== TO DO ==
Please reproduce the entries in full. Keep every character the same.

== DATA TO EXAMINE ==
- Opening Delimiter -
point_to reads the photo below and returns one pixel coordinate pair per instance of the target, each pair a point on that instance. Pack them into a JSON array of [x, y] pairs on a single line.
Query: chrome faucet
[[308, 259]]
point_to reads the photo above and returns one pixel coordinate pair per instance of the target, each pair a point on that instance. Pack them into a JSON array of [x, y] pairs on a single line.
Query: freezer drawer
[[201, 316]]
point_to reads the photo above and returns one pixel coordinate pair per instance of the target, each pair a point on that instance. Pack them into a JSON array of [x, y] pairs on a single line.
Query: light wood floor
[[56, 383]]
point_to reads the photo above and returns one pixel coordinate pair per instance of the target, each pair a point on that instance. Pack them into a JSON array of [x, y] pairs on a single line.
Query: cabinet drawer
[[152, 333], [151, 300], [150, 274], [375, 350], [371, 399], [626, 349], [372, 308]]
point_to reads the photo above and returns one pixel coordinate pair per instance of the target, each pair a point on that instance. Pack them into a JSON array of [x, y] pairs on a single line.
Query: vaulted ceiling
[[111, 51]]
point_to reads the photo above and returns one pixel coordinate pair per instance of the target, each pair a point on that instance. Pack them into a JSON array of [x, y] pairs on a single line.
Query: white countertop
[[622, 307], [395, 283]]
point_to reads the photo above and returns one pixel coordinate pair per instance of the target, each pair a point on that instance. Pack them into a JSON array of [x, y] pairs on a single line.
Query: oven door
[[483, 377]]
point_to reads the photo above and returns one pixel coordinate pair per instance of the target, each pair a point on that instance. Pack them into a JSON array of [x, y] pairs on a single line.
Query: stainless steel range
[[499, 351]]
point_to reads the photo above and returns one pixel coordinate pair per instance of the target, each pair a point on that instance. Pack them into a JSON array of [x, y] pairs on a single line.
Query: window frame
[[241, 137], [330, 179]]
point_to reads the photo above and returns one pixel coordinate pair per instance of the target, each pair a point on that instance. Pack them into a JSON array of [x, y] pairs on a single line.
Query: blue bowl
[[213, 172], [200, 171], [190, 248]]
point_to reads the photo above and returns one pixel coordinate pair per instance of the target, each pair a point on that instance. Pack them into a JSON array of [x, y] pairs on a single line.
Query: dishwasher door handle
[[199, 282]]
- Closing Delimiter -
== EXERCISE RESULT ==
point_to reads the photo below and returns one pixel coordinate pair per instance of the target, each pair a point on that instance. Pack them into a JSON array of [x, y] pairs on a single line.
Query: chrome faucet
[[308, 259]]
point_to reads the photo above and returns one pixel coordinate pair per instance of the target, each pair a point on that instance. Pack them into a JSON array of [x, y] pairs on a single line.
Query: freezer drawer
[[201, 316]]
point_to reads the photo above and returns one pixel coordinate pair per instance of the target, each pair a point on that instance. Pack them into a JSON array of [x, y] pairs on a single line.
Query: light wood floor
[[56, 383]]
point_to reads the photo above and returns one pixel coordinate pair per instance of the target, each pair a point on that instance. Pack them into a JSON array of [x, y] pairs on a single line.
Query: cabinet drawer
[[152, 333], [151, 300], [150, 274], [375, 350], [371, 399], [626, 349], [372, 308]]
point_to reads the photo above and returns one pixel coordinate pair per instance of the target, each pair a point on that instance. Pack them into a JSON array of [x, y] pairs on a single line.
Query: vaulted ceiling
[[111, 51]]
point_to reads the photo above and returns one pixel coordinate pair per instance of the target, each pair a point on that instance. Pack them into a JSON array of [x, y] pairs on a single line.
Query: white countertop
[[622, 307], [395, 283]]
point_to reads the photo above and returns one pixel coordinate pair per instance of the target, each pair a point on that instance. Pack them into a JSON array of [x, y] pairs on a single line.
Query: oven door
[[483, 377]]
point_to reads the photo above and returns one pixel coordinate pair per instance of the target, each pair a point on that instance. Pack them into a JSON array of [x, y] pairs on a single line.
Query: stainless steel range
[[499, 351]]
point_to reads the photo above and returns one pixel coordinate pair per instance of the target, each pair a point on that instance. Pack them into a JSON array of [x, y] pairs on a single line.
Query: window frame
[[241, 137], [330, 179]]
point_to reads the photo above and returns one pixel coordinate pair per instance of the target, each pair a point on that instance. Pack them into a JSON array of [x, y] pairs on a single line.
Query: blue bowl
[[213, 172], [200, 171], [190, 248]]
point_to reads the photo above and returns one pixel coordinate pair per instance of the target, each pair a point on that instance. Pack them into a JSON array of [x, y] pairs on a single line.
Query: dishwasher door handle
[[199, 282]]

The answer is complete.